:: 演習課題 ::
マリヴェルとエーレが登場する物語の感想を述べた提示文を、一字も変えずに全文打ち直してください。

:: 提示文 ::
● ● ●

「エーレはきっと、ずっとエーレなんですね」
「お前は変われ。だが変わるな」
「えぇ……」
忘却の中でなんとかマリヴェルと神殿が合流し、これから協力していけるか……と思ったタイミングで、襲撃によってエーレが死亡。
彼が抱えていた聖印の効果によって、神官長たちが記憶を取り戻したのは良かったですが、それゆえに聖女を守るために彼らは命を掛けることに。
やっとお父さんと呼べた神官長を置いて逃げざるを得なかったマリヴェルでしたが、彼女は諦めるつもりはなく。王子と共に身を捧げることで、神の奇跡によって全てを治めようとした。
……しかし、王子もまたそれをただ受け入れるだけの器ではなくて。
ハデルイ神の前で、マリヴェルを必要とする主張をしてくれて。ハデルイ神、マリヴェルを人形と呼び、愛する人の子を守るために彼女を砕こうとしたわけですが……。
かの神は確かに人を愛していた。強大な力を持つハデルイ神は、十一柱の神を喰らったエイネ・ロイアーであろうと滅ぼすことは可能だった。
しかし、それだけの力を得たエイネとぶつかれば、余波でアデウスの民は死んでしまう。人でありながらエイネは同胞を人質にして、それを神が見捨てられなかったという背景が書かれていたのは、エイネの周到さや神なりの愛とか感じる描写で良かったですねぇ。
そして一度死を迎え、残滓となってなおハデルイ神はいろいろと手を尽くしてくれていたのが良いですね……。
エーレも、死ぬつもりは無かったけど最悪に備えて呪いに近い聖印を刻んでいたわけですが……死が確定する前に、マリヴェルが贄となって開いたハデルイ神と対話する世界にかくまわれたことで、神による治療が間に合ったと。

● ● ●

:: データ抜粋 ::
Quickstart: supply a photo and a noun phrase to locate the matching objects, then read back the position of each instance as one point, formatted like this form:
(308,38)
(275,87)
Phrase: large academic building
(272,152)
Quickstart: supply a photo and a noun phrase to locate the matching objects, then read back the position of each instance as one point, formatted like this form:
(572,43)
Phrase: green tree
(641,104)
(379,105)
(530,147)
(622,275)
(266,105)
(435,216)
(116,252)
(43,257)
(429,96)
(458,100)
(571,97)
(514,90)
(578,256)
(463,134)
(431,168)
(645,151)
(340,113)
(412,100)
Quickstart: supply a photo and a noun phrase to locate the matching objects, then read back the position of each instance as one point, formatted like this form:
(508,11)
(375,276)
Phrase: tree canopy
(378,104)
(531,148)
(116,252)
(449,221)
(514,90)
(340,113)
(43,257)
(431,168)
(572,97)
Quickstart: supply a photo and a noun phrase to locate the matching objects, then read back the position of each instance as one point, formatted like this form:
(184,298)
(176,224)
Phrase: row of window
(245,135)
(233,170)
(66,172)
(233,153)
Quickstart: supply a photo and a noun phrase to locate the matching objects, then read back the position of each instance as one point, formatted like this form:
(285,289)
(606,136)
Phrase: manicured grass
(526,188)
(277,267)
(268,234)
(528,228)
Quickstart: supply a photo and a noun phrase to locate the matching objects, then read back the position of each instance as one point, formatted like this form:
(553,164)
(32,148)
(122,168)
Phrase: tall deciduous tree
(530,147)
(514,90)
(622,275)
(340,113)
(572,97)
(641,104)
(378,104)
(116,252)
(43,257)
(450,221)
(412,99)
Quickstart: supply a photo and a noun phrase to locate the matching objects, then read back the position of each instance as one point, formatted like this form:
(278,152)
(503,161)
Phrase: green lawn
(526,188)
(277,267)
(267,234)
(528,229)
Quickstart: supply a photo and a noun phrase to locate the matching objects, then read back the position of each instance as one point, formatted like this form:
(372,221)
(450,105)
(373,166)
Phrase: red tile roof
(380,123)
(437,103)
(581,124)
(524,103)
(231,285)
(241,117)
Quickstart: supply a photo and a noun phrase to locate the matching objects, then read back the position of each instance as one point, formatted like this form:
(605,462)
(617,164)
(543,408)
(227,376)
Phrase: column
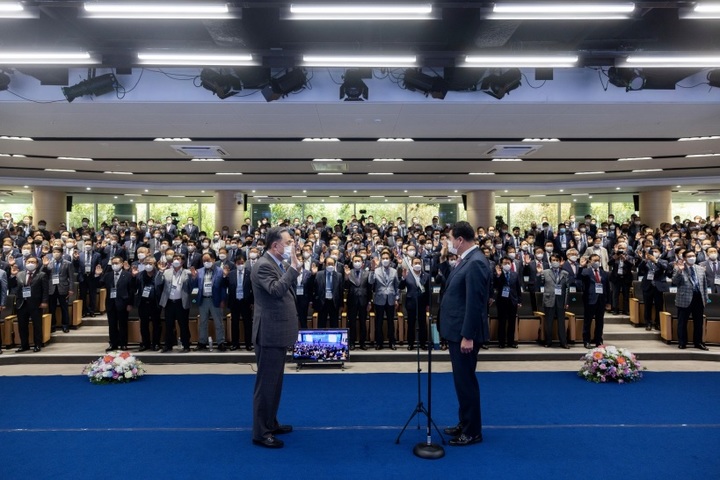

● ● ●

:: 結果 ::
「エーレはきっと、ずっとエーレなんですね」
「お前は変われ。だが変わるな」
「えぇ……」
忘却の中でなんとかマリヴェルと神殿が合流し、これから協力していけるか……と思ったタイミングで、襲撃によってエーレが死亡。
彼が抱えていた聖印の効果によって、神官長たちが記憶を取り戻したのは良かったですが、それゆえに聖女を守るために彼らは命を掛けることに。
やっとお父さんと呼べた神官長を置いて逃げざるを得なかったマリヴェルでしたが、彼女は諦めるつもりはなく。王子と共に身を捧げることで、神の奇跡によって全てを治めようとした。
……しかし、王子もまたそれをただ受け入れるだけの器ではなくて。
ハデルイ神の前で、マリヴェルを必要とする主張をしてくれて。ハデルイ神、マリヴェルを人形と呼び、愛する人の子を守るために彼女を砕こうとしたわけですが……。
かの神は確かに人を愛していた。強大な力を持つハデルイ神は、十一柱の神を喰らったエイネ・ロイアーであろうと滅ぼすことは可能だった。
しかし、それだけの力を得たエイネとぶつかれば、余波でアデウスの民は死んでしまう。人でありながらエイネは同胞を人質にして、それを神が見捨てられなかったという背景が書かれていたのは、エイネの周到さや神なりの愛とか感じる描写で良かったですねぇ。
そして一度死を迎え、残滓となってなおハデルイ神はいろいろと手を尽くしてくれていたのが良いですね……。
エーレも、死ぬつもりは無かったけど最悪に備えて呪いに近い聖印を刻んでいたわけですが……死が確定する前に、マリヴェルが贄となって開いたハデルイ神と対話する世界にかくまわれたことで、神による治療が間に合ったと。